• GOAL OF THE EXERCISE: Swap every "with a single marker" in the listing for "with one point", and reproduce everything else in the listing unchanged.

[Object pointing dataset rows]
----
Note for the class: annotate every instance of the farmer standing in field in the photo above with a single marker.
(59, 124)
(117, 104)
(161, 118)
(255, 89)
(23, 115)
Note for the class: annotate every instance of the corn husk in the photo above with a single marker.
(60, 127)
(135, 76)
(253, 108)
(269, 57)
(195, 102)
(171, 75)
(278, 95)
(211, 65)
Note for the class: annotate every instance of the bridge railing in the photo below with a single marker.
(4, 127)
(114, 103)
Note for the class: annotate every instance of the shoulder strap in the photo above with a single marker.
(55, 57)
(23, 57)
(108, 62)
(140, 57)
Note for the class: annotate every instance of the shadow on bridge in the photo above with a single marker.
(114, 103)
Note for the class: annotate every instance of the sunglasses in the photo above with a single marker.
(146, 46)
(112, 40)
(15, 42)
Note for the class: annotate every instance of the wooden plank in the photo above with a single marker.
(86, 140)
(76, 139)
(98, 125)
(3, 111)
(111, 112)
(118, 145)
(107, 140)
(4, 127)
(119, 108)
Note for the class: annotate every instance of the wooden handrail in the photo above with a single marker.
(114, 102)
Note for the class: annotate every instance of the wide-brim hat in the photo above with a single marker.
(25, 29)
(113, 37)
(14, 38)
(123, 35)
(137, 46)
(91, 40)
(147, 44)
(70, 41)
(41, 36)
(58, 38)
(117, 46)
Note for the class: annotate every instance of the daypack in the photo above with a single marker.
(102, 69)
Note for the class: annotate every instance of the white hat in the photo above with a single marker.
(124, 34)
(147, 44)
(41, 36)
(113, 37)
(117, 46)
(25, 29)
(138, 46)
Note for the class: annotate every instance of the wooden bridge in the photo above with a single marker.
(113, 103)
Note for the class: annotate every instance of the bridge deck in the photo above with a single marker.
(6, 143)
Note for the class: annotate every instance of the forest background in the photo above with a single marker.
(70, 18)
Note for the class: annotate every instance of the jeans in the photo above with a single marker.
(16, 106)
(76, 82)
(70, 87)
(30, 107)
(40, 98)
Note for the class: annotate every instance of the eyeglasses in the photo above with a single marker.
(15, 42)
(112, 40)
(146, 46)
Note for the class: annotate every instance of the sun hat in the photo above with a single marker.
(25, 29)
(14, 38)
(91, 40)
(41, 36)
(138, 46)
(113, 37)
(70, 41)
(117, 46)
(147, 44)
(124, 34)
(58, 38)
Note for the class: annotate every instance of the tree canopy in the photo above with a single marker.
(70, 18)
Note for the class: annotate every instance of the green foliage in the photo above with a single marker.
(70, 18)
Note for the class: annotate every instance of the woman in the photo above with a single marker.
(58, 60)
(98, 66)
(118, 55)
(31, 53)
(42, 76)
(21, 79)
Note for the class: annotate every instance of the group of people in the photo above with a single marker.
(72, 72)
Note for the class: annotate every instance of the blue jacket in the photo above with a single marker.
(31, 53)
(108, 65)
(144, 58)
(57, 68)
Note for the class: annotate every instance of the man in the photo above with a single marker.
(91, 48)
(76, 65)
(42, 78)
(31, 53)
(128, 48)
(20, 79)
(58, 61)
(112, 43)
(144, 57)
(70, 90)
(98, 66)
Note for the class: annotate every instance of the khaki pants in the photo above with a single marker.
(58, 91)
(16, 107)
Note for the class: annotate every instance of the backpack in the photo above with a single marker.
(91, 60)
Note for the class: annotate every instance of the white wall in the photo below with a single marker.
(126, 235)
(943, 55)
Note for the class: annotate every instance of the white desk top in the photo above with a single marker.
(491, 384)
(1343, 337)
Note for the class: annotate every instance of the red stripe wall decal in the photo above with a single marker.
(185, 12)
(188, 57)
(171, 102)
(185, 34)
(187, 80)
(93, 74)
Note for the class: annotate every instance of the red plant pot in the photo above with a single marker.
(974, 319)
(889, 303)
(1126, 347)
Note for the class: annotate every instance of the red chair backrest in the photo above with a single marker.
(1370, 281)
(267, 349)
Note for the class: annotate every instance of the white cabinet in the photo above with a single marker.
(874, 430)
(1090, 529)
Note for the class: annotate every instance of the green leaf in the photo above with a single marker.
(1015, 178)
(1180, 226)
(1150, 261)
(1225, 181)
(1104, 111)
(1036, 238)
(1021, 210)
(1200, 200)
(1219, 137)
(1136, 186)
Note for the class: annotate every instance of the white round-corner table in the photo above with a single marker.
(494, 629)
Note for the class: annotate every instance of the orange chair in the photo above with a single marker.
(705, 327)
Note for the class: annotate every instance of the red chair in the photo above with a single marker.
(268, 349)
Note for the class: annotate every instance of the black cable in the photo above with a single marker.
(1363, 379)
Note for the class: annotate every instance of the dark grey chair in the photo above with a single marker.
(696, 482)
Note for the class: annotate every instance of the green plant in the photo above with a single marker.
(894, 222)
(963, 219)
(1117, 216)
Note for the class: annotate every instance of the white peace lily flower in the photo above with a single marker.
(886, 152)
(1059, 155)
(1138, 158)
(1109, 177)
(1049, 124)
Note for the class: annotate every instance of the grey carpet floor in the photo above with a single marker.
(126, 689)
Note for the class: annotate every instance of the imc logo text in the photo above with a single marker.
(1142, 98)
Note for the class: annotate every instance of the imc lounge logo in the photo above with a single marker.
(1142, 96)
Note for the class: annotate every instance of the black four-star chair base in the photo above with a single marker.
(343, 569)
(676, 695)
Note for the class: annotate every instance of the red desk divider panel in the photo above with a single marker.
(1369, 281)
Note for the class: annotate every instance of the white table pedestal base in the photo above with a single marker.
----
• FULL RESPONSE:
Note for the class: annotate every instance of the farmer standing in field in the photo above with one point.
(59, 124)
(117, 104)
(161, 118)
(255, 89)
(23, 115)
Note for the class: annotate every instance of the corn husk in the photo above with one point.
(60, 127)
(135, 76)
(253, 108)
(269, 57)
(195, 102)
(171, 75)
(278, 95)
(211, 65)
Note for the class: annotate every instance of the bridge railing in the photo below with one point.
(4, 127)
(114, 103)
Note for the class: annotate every instance of the shoulder strap in the photo above with one point.
(55, 57)
(23, 57)
(108, 62)
(140, 57)
Note for the class: annotate every instance of the shadow on bridge in the photo above with one point.
(114, 103)
Note for the class: annotate every instance of the sunglasses in the photo above with one point.
(146, 46)
(112, 40)
(15, 42)
Note for the class: annotate every instance of the wooden plank in the photo above with one point.
(86, 140)
(76, 139)
(98, 125)
(3, 111)
(111, 112)
(118, 145)
(107, 140)
(4, 127)
(119, 108)
Note for the class: annotate every instance of the wooden handrail in the photo above with one point.
(114, 102)
Note for the class: annotate every instance of the wide-brim hat in the photo above with one point.
(25, 29)
(113, 37)
(14, 38)
(123, 35)
(137, 46)
(91, 40)
(147, 44)
(70, 41)
(41, 36)
(58, 38)
(117, 46)
Note for the class: annotate every instance of the daypack in the photo above with one point.
(102, 69)
Note for the class: annotate every instance of the white hat in the photo above with one point.
(124, 34)
(147, 44)
(41, 36)
(113, 37)
(117, 46)
(25, 29)
(138, 46)
Note for the class: annotate every instance of the wooden bridge in the photo above with one point.
(113, 103)
Note for the class: annotate every instance of the bridge deck in the photo above with one point.
(6, 143)
Note for the class: annotate every instance of the forest background in the photo above with one point.
(70, 18)
Note for the class: annotate every instance of the jeans in the photo above with one point.
(16, 106)
(76, 82)
(70, 87)
(30, 107)
(40, 98)
Note for the class: annotate every instance of the eyeglasses in the photo above with one point.
(15, 42)
(112, 40)
(146, 46)
Note for the class: annotate every instance of the sun hat in the photo above with one point.
(25, 29)
(14, 38)
(91, 40)
(41, 36)
(138, 46)
(113, 37)
(70, 41)
(117, 46)
(147, 44)
(124, 34)
(58, 38)
Note for the class: annotate every instance of the tree canopy in the photo above with one point.
(70, 18)
Note for the class: annotate every instance of the green foliage in the photo above with one point.
(70, 18)
Note for the class: annotate every instance of the woman in the photo above with one point.
(58, 60)
(98, 66)
(118, 55)
(31, 53)
(42, 76)
(21, 79)
Note for the class: annotate every instance of the group of people in the photo above with one point.
(72, 72)
Note for the class: annotate every instance of the blue jacket in the photo above with one point.
(31, 53)
(108, 65)
(144, 58)
(57, 68)
Note for the class: annotate every instance of the man in the photo above with one point.
(91, 48)
(76, 65)
(42, 78)
(31, 53)
(128, 48)
(20, 79)
(58, 61)
(112, 43)
(144, 57)
(70, 90)
(98, 66)
Note for the class: annotate every instance of the khaki pants in the photo above with one point.
(58, 91)
(16, 107)
Note for the class: annotate every instance of the backpack in the photo above with one point.
(91, 60)
Note for the class: annotate every instance of the white wall in the photo below with one point.
(126, 235)
(943, 55)
Note for the class: annotate every instance of the white desk top in the photo above with one point.
(491, 384)
(1343, 337)
Note for the class: annotate every instance of the red stripe wall decal in the photo above with one point.
(185, 12)
(188, 57)
(171, 102)
(185, 34)
(187, 80)
(93, 74)
Note for the class: annotate every instance of the red plant pot in the photo above with one point.
(974, 319)
(889, 303)
(1126, 347)
Note for the class: annotate every instance of the red chair backrest in the photo above with one point.
(1370, 281)
(267, 349)
Note for the class: annotate every instance of the white cabinet in the photo above with one point.
(874, 430)
(1090, 529)
Note for the class: annotate every instance of the green leaf in the photo above with one point.
(1015, 178)
(1180, 226)
(1150, 261)
(1225, 181)
(1104, 111)
(1036, 238)
(1021, 210)
(1200, 200)
(1219, 137)
(1136, 186)
Note for the class: annotate every instance of the white round-corner table in the photo above with one point.
(494, 629)
Note for the class: annotate every instance of the orange chair in the photo above with one point.
(705, 327)
Note for the class: annotate every instance of the red chair in the photo above with one point.
(268, 349)
Note for the class: annotate every instance of the black cable in the photo above with one point.
(1363, 379)
Note for the class: annotate every instance of the dark grey chair in the photo above with one point.
(696, 482)
Note for the class: annotate every instance of the green plant in the photo above with one point.
(894, 222)
(963, 219)
(1117, 216)
Note for the class: annotate every instance of the white peace lily flower in the photo above with one point.
(886, 152)
(1059, 155)
(1138, 158)
(1109, 177)
(1049, 124)
Note for the class: annotate every instance of the grey carpet floor in the photo above with one point.
(126, 689)
Note for the class: annotate every instance of the imc logo text in the photo above with one point.
(1142, 98)
Note for the class: annotate every instance of the imc lounge logo in the photo above with one point.
(1142, 96)
Note for the class: annotate every instance of the black four-star chair base in the photo above with one point.
(343, 569)
(676, 695)
Note for the class: annotate every instance of the red desk divider panel in the photo above with one point.
(1369, 281)
Note for the class: annotate every instance of the white table pedestal base in the photo above with one point.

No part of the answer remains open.